What you need to do: Reproduce each of the following records line for line, with no changes.

────────────────────────────────────────

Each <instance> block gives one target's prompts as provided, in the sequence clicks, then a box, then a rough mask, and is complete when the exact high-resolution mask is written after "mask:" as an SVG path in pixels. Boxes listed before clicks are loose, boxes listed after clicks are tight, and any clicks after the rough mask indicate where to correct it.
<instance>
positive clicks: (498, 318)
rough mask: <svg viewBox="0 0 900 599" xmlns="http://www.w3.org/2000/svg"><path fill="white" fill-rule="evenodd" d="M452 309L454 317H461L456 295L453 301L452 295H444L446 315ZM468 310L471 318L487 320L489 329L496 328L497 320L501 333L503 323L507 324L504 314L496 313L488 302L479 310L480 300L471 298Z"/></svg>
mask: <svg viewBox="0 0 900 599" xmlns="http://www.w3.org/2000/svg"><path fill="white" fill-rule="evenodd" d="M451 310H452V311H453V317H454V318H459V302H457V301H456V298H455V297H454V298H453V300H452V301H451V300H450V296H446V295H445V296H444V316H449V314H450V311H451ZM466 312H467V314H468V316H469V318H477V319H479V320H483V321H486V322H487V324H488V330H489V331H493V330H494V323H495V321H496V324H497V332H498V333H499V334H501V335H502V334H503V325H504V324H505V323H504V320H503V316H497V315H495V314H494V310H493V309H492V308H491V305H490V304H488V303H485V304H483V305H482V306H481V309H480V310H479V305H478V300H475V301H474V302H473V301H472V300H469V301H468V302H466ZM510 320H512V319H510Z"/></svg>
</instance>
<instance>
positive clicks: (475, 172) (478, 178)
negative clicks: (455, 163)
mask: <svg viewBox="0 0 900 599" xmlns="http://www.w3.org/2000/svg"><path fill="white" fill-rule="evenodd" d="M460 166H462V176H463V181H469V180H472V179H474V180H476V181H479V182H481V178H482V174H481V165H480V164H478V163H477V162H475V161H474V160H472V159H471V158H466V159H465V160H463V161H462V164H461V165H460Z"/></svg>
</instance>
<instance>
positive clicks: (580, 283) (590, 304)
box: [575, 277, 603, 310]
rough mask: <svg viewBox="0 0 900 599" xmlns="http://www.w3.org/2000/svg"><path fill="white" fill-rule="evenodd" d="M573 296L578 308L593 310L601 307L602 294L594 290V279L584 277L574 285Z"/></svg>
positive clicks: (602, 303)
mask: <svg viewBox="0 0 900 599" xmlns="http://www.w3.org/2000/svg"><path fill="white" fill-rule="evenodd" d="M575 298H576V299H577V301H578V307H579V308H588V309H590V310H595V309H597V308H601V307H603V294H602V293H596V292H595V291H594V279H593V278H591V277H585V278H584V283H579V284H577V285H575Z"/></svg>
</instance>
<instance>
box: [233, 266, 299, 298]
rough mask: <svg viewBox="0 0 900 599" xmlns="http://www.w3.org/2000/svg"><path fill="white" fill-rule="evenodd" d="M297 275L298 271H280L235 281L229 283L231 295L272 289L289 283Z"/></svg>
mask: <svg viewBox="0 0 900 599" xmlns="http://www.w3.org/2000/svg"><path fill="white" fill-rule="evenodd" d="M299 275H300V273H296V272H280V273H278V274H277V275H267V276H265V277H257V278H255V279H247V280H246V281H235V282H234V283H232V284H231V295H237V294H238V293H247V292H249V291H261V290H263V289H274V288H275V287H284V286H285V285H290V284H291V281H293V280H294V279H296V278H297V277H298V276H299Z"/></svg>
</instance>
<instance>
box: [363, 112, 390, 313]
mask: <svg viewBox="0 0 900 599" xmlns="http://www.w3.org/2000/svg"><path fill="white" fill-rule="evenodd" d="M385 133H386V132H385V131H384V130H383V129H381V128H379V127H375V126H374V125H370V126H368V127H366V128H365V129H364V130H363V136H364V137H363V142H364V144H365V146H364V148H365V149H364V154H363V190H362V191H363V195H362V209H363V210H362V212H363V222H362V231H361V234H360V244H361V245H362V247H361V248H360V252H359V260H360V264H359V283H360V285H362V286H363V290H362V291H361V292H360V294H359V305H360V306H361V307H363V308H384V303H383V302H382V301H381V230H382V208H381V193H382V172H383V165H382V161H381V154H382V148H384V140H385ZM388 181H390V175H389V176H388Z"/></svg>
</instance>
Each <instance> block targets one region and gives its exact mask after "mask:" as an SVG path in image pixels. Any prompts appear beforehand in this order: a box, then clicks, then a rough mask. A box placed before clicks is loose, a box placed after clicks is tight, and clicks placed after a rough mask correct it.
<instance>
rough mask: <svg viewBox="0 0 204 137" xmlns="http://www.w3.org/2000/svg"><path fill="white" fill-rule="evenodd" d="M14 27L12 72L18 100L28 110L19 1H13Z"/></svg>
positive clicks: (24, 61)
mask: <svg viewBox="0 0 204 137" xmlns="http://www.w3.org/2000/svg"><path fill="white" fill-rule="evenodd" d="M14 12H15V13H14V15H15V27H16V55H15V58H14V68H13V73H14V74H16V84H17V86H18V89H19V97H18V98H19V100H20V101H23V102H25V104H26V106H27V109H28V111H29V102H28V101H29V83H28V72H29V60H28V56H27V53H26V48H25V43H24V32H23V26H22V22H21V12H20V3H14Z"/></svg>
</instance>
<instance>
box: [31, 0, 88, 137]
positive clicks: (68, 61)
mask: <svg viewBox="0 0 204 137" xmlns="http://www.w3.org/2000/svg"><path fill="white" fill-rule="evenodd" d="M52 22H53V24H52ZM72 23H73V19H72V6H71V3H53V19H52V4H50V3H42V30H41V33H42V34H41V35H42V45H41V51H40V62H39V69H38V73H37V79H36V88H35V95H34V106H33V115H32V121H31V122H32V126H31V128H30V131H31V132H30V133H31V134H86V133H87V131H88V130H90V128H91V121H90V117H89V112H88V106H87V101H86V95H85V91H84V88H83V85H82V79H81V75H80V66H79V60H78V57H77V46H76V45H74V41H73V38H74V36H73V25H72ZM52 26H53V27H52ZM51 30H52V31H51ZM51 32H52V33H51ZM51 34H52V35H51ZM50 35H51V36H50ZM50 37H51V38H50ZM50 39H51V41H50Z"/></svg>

────────────────────────────────────────

Solution to the problem:
Each <instance> block gives one target's prompts as provided, in the sequence clicks, then a box, then a rough mask, and is complete when the exact high-resolution mask is written after "mask:" as an SVG path in pixels. Boxes listed before clicks are loose, boxes listed after clicks are tight, and any clicks after the rough mask indicate where to correct it.
<instance>
positive clicks: (498, 318)
rough mask: <svg viewBox="0 0 900 599" xmlns="http://www.w3.org/2000/svg"><path fill="white" fill-rule="evenodd" d="M452 309L454 317H461L456 295L453 301L452 295H444L446 315ZM468 310L471 318L487 320L489 329L496 328L497 320L501 333L503 323L507 324L504 314L496 313L488 302L479 310L480 300L471 298Z"/></svg>
mask: <svg viewBox="0 0 900 599" xmlns="http://www.w3.org/2000/svg"><path fill="white" fill-rule="evenodd" d="M451 310H452V311H453V317H454V318H459V302H457V301H456V298H455V297H454V298H453V300H452V301H451V300H450V296H446V295H445V296H444V316H449V314H450V311H451ZM466 312H467V314H468V316H469V318H477V319H479V320H483V321H486V322H487V324H488V330H489V331H493V330H494V323H495V321H496V324H497V332H498V333H499V334H501V335H502V334H503V325H504V324H505V323H504V320H503V316H497V315H495V314H494V310H493V309H492V308H491V305H490V304H488V303H485V304H483V305H482V306H481V309H480V310H479V305H478V300H475V301H474V302H473V301H472V300H469V301H468V302H466ZM510 320H512V319H510Z"/></svg>
</instance>
<instance>
positive clicks: (475, 172) (478, 178)
negative clicks: (455, 163)
mask: <svg viewBox="0 0 900 599" xmlns="http://www.w3.org/2000/svg"><path fill="white" fill-rule="evenodd" d="M460 166H462V176H463V181H469V180H472V179H474V180H476V181H479V182H481V178H482V174H481V165H480V164H478V163H477V162H475V161H474V160H472V159H471V158H466V159H465V160H463V161H462V164H461V165H460Z"/></svg>
</instance>
<instance>
positive clicks: (580, 283) (590, 304)
box: [575, 277, 603, 310]
rough mask: <svg viewBox="0 0 900 599" xmlns="http://www.w3.org/2000/svg"><path fill="white" fill-rule="evenodd" d="M573 296L578 308L593 310L601 307L602 294L594 290V279L584 277L574 285Z"/></svg>
positive clicks: (602, 303)
mask: <svg viewBox="0 0 900 599" xmlns="http://www.w3.org/2000/svg"><path fill="white" fill-rule="evenodd" d="M575 298H576V299H577V301H578V307H579V308H588V309H590V310H595V309H597V308H601V307H603V294H602V293H596V292H595V291H594V279H593V278H591V277H585V278H584V283H579V284H577V285H575Z"/></svg>
</instance>
<instance>
box: [233, 266, 299, 298]
rough mask: <svg viewBox="0 0 900 599" xmlns="http://www.w3.org/2000/svg"><path fill="white" fill-rule="evenodd" d="M297 275L298 271H280L235 281L229 283L231 295L272 289L289 283Z"/></svg>
mask: <svg viewBox="0 0 900 599" xmlns="http://www.w3.org/2000/svg"><path fill="white" fill-rule="evenodd" d="M299 275H300V273H296V272H280V273H278V274H277V275H267V276H265V277H257V278H255V279H247V280H246V281H235V282H234V283H232V284H231V295H237V294H238V293H247V292H249V291H261V290H263V289H274V288H275V287H284V286H285V285H290V284H291V281H293V280H294V279H296V278H297V277H298V276H299Z"/></svg>
</instance>
<instance>
box: [363, 112, 390, 313]
mask: <svg viewBox="0 0 900 599" xmlns="http://www.w3.org/2000/svg"><path fill="white" fill-rule="evenodd" d="M385 133H386V132H385V131H384V130H383V129H381V128H379V127H375V126H374V125H370V126H368V127H366V128H365V129H364V130H363V136H364V137H363V142H364V144H365V146H364V148H365V149H364V154H363V190H362V191H363V195H362V209H363V210H362V212H363V222H362V231H361V234H360V244H361V245H362V247H361V248H360V252H359V260H360V264H359V283H360V285H362V286H363V290H362V291H361V292H360V294H359V305H360V306H361V307H363V308H384V303H383V302H382V301H381V230H382V208H381V193H382V172H383V165H382V161H381V154H382V148H384V140H385ZM388 181H390V175H389V176H388Z"/></svg>
</instance>
Each <instance> block targets one region and gives its exact mask after "mask:" as an SVG path in image pixels. Any prompts appear beforehand in this order: a box, then clicks, then a rough mask. A box placed before clicks is loose, a box placed after clicks is tight, and clicks placed after a rough mask correct it.
<instance>
rough mask: <svg viewBox="0 0 204 137" xmlns="http://www.w3.org/2000/svg"><path fill="white" fill-rule="evenodd" d="M14 27L12 72L18 100L28 110L19 1H13Z"/></svg>
positive clicks: (24, 61)
mask: <svg viewBox="0 0 204 137" xmlns="http://www.w3.org/2000/svg"><path fill="white" fill-rule="evenodd" d="M14 12H15V13H14V15H15V27H16V55H15V58H14V68H13V73H14V74H16V84H17V86H18V89H19V97H18V98H19V100H20V101H23V102H25V104H26V106H27V109H28V111H29V102H28V101H29V83H28V72H29V60H28V56H27V53H26V48H25V43H24V32H23V26H22V22H21V12H20V3H14Z"/></svg>
</instance>
<instance>
box: [31, 0, 88, 137]
positive clicks: (68, 61)
mask: <svg viewBox="0 0 204 137" xmlns="http://www.w3.org/2000/svg"><path fill="white" fill-rule="evenodd" d="M52 22H53V24H52ZM72 23H73V19H72V6H71V3H53V19H52V4H50V3H42V30H41V33H42V34H41V35H42V45H41V51H40V62H39V69H38V73H37V79H36V88H35V95H34V106H33V115H32V121H31V122H32V126H31V128H30V131H31V132H30V133H31V134H86V133H87V131H88V130H90V128H91V121H90V117H89V112H88V106H87V101H86V95H85V91H84V88H83V85H82V79H81V75H80V66H79V60H78V57H77V46H76V45H74V41H73V38H74V36H73V25H72ZM52 26H53V27H52ZM51 30H52V31H51ZM51 32H52V33H51ZM51 34H52V35H51ZM50 35H51V36H50ZM50 37H51V38H50ZM50 39H51V41H50Z"/></svg>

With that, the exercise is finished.